***** Alıntı
Bugünü yazmam gerekiyordu. Yazmasam deli olacaktım… 😊
Bilmeniz gereken tek şey, oldukça önemli bir iş toplantısı için 25 Şubat Pazartesi sabahı LOT havayolları ile Atatürk’ten Varşova’ya oradan da Krakow’a sabah 07.55’te uçuşum olduğu gerçeği. Bu gerçek sonra çok ilginç konseptlere bürünecek.
Pazar gece İstanbul’da havanın kötü ve hatta ertesi gün okulların tatil olması yüzünden yastığa kafamı sabahın 5’inde taksiye binmemi gerektiren uçağımın iptal olacağı lanetine inanarak koymuştum. Ne şom beyinliyim ki; sabah gözlerimi ovuşturarak banyoya giderken Atatürk Havalimanı’nın sitesinde hepsi hemen hemen zamanında, maksimum bir saat gecikme yemiş uçuşlar arasında benimkinin beş buçuk (evet, 330 dakika) gecikme yediğini görmek beni aslında pek şaşırtmadı. Klozette bir süre daha fazla oturup ne yapacağımı düşündüm. Sabahın köründe kalkmışken gitmemek olmazdı, en kötü ihtimalle orada bilgisayardan biraz iş güç toparlar; saat kaçla gönderiyorlarsa bir şekilde giderdim. Hem belki bir alternatif çıkardı? O sırada benim 07.55 uçağımdan yalnızca 5 dakika önce, THY’nin 07.50’deki nur topu gibi ve zamanında kalkacak Varşova uçuşunu gördüm. Belli ki hava durumundan dolayı değildi iptal, bir yolu bulunur diyerek atladım taksiye. Sonradan ne kadar da erken olduğu ortaya çıkacak bir saatte, birkaç aya sessizliğe kavuşacak bayram yeri Atatürk Havalima’nına kavuştum.
Her yer THY iken algıda seçicilik yapıp LOT’u bulmaktansa THY’nin satış ofisine koştum önce. Benim 6 saat geciken uçak, THY ve LOT ortak uçuşuydu, o yüzden 07.50’yi doğrudan bir alternatif olarak çıkardıklarına, sistemsel bir formalite falan olduğuna inandırmıştım kendimi durumun. Satış görevlisi güzel hanımefendi, benim biletimin LOT üzerinden kesildiğini ve o yüzden beni diğer uçuşa aktaramayacaklarını belirtti. Takside düşünmeye başladığım ikinci planı, yani şirketin turizm acentesinin mesai saatleri dışında farklı bir tarife üzerinden yazdığının altı çizilen telefon numarasını arayıp durumu anlattım. Telefondaki tatlı hanım beni LOT’un satış ofisine yönlendirirken sesli düşünüyor; seçenekleri değerlendiriyordum. LOT benim paramı iade etmek zorundaydı, ben de üstüne biraz koyup son dakika THY biletini alabilirdim. Peki ağzıma giren check-in sırasını yarıp yalnızca 1 saat 50 dakikası kalan uçağa yetişebilecek miydim?
**********
→ **Alıştırma Görevleri**:
1 – Uçuş gecikmesini anlatan yazıyı iki cümleyle özetleyin.
2 – Aşağıdaki ifadelerin uçuş gecikmesini anlatan yazıyla uyuşup uyuşmadığını evet ya da hayır diye belirtin ve her cevabı yazıdan birebir alıntıyla destekleyin.
(a) Anlatıcının geciken uçuşu THY ile LOT'un ortak uçuşuydu.
(b) Anlatıcı havalimanına taksiyle gitti.
(c) Anlatıcının bileti THY üzerinden kesilmişti.
3 – Uçuş gecikmesini anlatan yazıyı, kaldığı yerden bir paragrafla tamamlayın.
***** Verilen Kayıtlar
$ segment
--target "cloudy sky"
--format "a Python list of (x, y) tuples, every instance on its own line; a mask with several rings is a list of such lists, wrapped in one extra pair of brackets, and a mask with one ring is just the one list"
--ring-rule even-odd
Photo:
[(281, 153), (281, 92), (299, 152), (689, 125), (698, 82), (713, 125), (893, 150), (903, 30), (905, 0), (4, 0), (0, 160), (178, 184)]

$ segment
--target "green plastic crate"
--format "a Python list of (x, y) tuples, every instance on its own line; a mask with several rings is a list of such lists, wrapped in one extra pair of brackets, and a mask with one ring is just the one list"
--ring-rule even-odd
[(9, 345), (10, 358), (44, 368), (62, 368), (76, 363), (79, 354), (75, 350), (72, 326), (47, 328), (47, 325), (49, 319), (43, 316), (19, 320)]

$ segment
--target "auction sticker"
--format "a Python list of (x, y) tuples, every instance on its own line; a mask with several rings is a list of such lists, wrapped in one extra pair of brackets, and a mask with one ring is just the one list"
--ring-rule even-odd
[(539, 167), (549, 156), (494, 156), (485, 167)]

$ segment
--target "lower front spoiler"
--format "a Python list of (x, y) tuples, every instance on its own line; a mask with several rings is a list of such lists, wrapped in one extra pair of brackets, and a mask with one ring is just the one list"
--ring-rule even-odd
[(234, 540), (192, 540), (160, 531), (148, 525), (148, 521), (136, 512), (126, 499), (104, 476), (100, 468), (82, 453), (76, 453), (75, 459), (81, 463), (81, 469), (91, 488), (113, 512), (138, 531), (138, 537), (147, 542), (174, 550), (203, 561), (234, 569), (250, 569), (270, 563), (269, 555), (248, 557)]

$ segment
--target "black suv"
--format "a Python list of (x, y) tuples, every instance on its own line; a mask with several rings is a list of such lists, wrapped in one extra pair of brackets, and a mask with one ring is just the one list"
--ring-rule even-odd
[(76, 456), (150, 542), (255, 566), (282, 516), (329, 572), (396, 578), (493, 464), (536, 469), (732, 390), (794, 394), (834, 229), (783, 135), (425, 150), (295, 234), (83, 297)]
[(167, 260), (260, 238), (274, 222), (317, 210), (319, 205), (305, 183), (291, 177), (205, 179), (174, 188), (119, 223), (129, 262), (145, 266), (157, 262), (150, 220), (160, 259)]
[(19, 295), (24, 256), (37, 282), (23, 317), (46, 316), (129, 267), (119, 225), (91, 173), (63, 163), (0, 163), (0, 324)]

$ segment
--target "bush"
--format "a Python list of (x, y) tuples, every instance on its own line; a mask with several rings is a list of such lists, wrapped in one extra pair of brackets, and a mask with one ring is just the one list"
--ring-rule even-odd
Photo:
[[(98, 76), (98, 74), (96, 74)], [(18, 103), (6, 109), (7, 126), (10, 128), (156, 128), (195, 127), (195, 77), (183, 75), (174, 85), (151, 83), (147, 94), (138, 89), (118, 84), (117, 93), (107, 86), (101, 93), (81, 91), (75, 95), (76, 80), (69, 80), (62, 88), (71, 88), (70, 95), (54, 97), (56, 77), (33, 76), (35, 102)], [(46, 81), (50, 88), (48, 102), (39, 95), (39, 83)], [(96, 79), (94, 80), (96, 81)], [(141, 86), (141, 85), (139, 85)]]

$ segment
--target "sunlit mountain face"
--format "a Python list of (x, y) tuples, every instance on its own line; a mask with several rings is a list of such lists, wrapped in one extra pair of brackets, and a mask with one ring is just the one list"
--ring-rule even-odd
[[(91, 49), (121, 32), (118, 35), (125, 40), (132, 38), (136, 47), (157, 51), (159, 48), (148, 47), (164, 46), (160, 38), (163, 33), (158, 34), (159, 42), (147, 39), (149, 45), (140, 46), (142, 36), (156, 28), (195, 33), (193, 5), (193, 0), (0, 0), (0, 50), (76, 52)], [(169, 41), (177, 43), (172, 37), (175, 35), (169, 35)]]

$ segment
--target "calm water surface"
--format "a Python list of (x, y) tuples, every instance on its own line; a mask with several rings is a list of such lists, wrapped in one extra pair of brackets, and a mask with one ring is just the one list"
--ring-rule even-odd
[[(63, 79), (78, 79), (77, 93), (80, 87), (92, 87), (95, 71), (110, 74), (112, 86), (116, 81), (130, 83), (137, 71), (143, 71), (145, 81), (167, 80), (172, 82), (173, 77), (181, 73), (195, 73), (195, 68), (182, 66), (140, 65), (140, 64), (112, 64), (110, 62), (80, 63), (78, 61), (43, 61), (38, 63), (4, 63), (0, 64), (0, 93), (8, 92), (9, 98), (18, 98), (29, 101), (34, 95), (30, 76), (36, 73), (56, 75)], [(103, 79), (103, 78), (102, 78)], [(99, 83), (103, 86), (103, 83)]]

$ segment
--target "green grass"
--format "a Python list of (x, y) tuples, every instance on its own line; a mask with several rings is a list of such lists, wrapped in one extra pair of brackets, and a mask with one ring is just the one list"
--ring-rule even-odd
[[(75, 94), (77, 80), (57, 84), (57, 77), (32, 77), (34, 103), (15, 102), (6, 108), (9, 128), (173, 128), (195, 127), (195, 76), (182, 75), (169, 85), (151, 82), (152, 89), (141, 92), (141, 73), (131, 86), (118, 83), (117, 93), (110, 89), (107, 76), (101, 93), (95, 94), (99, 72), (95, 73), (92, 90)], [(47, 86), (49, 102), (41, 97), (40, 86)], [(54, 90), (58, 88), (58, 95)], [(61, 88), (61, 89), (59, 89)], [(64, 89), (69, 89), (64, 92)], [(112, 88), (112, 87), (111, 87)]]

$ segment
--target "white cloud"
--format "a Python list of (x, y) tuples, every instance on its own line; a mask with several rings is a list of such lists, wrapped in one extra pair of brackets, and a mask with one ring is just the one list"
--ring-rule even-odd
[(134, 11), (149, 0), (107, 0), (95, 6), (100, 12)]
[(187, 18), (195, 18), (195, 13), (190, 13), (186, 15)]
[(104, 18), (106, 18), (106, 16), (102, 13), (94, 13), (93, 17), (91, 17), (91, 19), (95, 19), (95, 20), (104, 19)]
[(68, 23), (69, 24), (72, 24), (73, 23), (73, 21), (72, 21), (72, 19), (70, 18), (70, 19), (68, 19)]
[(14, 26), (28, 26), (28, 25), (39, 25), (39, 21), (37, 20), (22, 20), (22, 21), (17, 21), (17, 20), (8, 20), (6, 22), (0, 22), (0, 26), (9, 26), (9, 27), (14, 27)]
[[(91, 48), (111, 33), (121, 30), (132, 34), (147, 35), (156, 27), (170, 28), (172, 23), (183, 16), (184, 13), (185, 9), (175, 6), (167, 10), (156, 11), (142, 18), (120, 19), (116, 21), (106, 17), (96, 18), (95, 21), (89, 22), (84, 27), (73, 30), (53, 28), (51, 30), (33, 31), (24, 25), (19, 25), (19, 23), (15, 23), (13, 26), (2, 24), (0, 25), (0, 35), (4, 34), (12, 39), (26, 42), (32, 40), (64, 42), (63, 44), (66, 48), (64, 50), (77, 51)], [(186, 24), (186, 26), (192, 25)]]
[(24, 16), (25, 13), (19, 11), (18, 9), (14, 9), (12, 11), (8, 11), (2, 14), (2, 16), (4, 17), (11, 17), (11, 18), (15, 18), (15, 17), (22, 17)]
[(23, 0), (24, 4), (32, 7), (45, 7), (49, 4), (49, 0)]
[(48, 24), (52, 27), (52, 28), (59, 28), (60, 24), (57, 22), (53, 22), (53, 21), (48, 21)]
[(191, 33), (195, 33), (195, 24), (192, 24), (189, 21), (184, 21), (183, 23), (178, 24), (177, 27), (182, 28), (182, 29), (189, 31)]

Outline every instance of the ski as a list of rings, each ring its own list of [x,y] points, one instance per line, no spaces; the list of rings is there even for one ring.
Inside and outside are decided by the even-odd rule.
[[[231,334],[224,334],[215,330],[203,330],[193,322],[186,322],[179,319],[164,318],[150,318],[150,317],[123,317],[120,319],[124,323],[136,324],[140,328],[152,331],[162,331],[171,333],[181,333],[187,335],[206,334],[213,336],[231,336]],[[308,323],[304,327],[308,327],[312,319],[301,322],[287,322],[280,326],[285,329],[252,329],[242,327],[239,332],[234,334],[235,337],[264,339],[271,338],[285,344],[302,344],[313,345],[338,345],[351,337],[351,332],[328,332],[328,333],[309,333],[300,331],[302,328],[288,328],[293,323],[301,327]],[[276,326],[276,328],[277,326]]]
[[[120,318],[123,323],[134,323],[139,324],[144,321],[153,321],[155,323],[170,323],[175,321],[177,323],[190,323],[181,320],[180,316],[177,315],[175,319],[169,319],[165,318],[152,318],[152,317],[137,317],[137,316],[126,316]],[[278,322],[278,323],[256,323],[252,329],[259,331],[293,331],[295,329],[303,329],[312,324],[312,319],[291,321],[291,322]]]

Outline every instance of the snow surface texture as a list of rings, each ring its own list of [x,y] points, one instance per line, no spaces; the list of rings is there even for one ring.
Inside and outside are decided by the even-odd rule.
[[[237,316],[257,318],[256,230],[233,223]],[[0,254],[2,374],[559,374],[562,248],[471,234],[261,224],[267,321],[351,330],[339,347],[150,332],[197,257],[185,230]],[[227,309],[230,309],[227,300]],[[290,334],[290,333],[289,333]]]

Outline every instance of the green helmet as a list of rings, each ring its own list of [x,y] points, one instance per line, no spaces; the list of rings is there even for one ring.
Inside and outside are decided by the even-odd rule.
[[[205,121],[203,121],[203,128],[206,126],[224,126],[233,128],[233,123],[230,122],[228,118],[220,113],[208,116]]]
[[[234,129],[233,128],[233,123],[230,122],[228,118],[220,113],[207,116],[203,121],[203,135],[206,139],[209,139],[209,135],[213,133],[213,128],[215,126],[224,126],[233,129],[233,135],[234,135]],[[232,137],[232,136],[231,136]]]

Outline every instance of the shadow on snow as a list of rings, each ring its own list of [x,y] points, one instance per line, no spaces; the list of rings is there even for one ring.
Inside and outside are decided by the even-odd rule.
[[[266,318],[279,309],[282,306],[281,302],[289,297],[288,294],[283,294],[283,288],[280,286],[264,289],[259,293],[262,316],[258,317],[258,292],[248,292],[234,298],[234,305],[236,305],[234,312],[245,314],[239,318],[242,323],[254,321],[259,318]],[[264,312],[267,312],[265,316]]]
**********
→ **Alıştırma Cevapları**:
1 – Anlatıcının önemli bir iş toplantısı için 25 Şubat Pazartesi sabahı 07.55'te LOT ile Atatürk'ten Varşova üzerinden Krakow'a uçması gerekiyordu, ancak sabah havalimanının sitesinde uçuşunun beş buçuk saat geciktiğini gördü ve yine de taksiyle havalimanına gitti. Orada THY satış ofisi, bilet LOT üzerinden kesildiği için anlatıcıyı 07.50'deki THY Varşova uçuşuna aktaramayacaklarını söyledi; telefonla aranan turizm acentesi de anlatıcıyı LOT'un satış ofisine yönlendirdi.

2 –
(a) Evet: "Benim 6 saat geciken uçak, THY ve LOT ortak uçuşuydu"
(b) Evet: "bir yolu bulunur diyerek atladım taksiye."
(c) Hayır: "benim biletimin LOT üzerinden kesildiğini"

3 –
Güzel talhimin bir sonucu olarak LOT ve THY satış ofisleri dikdörtgen terminal binasının güzide iki kısa kenarında konuşlanmıştı. Ben, 17 kiloluk valizim (Polonya’da kış, bir hafta…) ile LOT’ta aldım soluğu. Benim gibi ne yapacağını şaşırmış bir sıra insanı bekleyip Krakow bağlantılı uçuşumu da kaçıracağım için önceliklendirmek istediğimi belirttim. Soğukkanlı LOT satış görevlisi, birkaç opsiyonu değerlendirip benim ‘beklemekten başka hiç ama hiç bir çarem olmadığını; muhtemelen 16.40, zorlarsam 15.20’de Varşova’dan Krakow’a giden uçuşu yakalayabileceğimi’ belirtti. 07.50’deki uçuşta yer olmadığını, o yüzden beni oraya da alamayacağını söyledi.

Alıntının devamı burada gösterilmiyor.